◆ **Fragmento seleccionado**:
Puede ser que esas esperanzas no lo hayan abandonado, pero con su actividad como estafador destruyó la esperanza de miles de norteamericanos que soñaron en convertirse en millonarios gracias a las habilidades de este inmigrante italiano.
Hubo timadores que vendieron el obelisco, existió un sablista que vendió la Casa Blanca y otro el palacio de Buckingham y hasta un célebre señor Lustig que vendió la Torre Eiffel. Carlo Ponzi vendió una pirámide. No las de Egipto (que también podría haber negociado), sí pirámides de plata.
Hacia 1920 el gobierno norteamericano empezó a sospechar sobre el crecimiento económico exponencial de una compañía llamada Securities Exchange Company, que en esos 7 meses había recibido millones de dólares ofreciendo un interés del 50% en el plazo de 90 días. Sin inmutarse, este hombre siempre bien atildado de impecable corbata y prometió colaborar con la investigación. No era cuestión de espantar a los miles de norteamericanos que confiaban sus ahorros a este caballero.

◆ **Información proporcionada**:
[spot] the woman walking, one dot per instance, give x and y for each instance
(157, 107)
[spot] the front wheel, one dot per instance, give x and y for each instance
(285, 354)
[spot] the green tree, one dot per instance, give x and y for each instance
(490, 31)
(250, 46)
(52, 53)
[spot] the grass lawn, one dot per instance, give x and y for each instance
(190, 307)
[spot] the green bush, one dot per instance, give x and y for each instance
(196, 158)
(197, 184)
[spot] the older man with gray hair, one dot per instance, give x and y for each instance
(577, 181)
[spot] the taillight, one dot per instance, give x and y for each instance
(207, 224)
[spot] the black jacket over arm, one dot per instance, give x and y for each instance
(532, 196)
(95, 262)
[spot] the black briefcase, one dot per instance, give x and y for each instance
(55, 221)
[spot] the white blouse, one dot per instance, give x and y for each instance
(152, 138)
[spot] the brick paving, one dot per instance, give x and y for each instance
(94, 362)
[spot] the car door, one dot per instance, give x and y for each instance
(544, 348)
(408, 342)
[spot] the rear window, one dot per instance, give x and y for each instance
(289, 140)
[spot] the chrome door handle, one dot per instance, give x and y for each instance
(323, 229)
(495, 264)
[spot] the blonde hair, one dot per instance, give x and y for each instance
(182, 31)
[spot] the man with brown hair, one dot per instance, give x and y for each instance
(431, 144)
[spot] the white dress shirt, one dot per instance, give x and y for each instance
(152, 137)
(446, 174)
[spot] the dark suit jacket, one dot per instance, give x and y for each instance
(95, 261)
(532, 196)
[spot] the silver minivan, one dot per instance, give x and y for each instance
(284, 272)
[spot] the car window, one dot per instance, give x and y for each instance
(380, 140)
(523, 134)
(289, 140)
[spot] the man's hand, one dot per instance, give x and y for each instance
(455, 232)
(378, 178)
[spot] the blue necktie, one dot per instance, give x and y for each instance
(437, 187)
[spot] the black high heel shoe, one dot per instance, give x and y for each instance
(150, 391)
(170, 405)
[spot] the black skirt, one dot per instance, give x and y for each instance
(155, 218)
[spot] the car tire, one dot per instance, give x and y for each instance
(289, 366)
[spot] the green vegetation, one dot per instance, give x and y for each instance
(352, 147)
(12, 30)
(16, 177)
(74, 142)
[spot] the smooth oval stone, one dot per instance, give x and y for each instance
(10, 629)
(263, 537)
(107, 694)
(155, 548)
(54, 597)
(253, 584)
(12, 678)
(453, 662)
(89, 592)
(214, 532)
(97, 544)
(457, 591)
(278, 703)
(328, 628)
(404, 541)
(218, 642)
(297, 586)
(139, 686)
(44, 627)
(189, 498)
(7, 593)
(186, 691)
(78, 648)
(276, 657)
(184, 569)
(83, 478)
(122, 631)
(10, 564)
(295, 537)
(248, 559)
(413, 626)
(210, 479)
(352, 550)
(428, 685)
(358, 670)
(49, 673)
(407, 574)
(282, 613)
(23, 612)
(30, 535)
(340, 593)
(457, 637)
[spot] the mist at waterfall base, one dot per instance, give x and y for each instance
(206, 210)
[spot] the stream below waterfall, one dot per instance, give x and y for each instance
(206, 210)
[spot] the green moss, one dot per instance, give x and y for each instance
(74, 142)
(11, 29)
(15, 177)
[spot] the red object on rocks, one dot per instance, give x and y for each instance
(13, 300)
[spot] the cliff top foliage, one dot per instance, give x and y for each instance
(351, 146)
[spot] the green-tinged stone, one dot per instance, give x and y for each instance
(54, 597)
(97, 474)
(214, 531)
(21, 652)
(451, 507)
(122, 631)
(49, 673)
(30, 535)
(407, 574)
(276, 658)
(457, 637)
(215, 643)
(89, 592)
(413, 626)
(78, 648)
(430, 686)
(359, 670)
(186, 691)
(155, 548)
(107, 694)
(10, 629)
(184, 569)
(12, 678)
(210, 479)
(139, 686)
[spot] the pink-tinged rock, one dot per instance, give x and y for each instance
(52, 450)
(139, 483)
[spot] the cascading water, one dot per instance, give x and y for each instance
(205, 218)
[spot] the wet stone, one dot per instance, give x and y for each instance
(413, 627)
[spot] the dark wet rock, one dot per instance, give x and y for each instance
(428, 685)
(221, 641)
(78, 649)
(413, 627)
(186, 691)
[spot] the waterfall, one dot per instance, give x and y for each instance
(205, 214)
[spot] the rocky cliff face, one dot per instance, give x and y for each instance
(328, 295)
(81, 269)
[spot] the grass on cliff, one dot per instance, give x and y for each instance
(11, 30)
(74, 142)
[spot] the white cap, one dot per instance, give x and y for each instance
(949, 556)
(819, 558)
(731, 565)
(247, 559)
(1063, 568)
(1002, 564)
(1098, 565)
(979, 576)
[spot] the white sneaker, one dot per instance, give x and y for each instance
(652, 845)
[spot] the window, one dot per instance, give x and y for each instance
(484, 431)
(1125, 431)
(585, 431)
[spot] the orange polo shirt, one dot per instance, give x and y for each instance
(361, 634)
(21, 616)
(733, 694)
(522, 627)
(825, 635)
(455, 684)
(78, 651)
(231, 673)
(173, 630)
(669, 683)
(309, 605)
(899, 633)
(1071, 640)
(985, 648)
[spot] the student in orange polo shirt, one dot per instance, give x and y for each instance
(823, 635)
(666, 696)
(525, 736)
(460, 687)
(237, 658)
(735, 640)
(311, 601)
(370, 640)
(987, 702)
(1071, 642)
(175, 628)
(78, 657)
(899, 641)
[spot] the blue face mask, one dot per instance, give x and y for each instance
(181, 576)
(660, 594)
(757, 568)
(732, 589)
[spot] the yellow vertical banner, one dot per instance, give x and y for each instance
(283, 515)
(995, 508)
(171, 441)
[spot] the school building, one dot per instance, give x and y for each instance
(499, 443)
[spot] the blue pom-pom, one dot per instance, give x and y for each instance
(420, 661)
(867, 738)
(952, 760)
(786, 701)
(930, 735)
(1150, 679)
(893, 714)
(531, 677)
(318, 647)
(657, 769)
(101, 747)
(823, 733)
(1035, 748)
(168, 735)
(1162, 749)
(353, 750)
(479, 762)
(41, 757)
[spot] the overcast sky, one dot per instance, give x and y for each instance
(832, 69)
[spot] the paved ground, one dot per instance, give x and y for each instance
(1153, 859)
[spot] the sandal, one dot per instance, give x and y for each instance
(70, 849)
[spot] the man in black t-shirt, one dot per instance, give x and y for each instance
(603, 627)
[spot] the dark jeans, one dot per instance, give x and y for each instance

◆ **Ejercicios propuestos**:
a - Según el fragmento seleccionado, ¿qué interés ofrecía la Securities Exchange Company y en qué plazo?
b - Explique, de acuerdo con el fragmento seleccionado, qué llevó al gobierno norteamericano a sospechar de la Securities Exchange Company hacia 1920.

◆ **Ejercicios resueltos**:
a - Ofrecía un interés del 50 % en el plazo de 90 días.

b - El gobierno sospechó por el crecimiento económico exponencial de la compañía. En siete meses había recibido millones de dólares ofreciendo un interés del 50 % en el plazo de 90 días.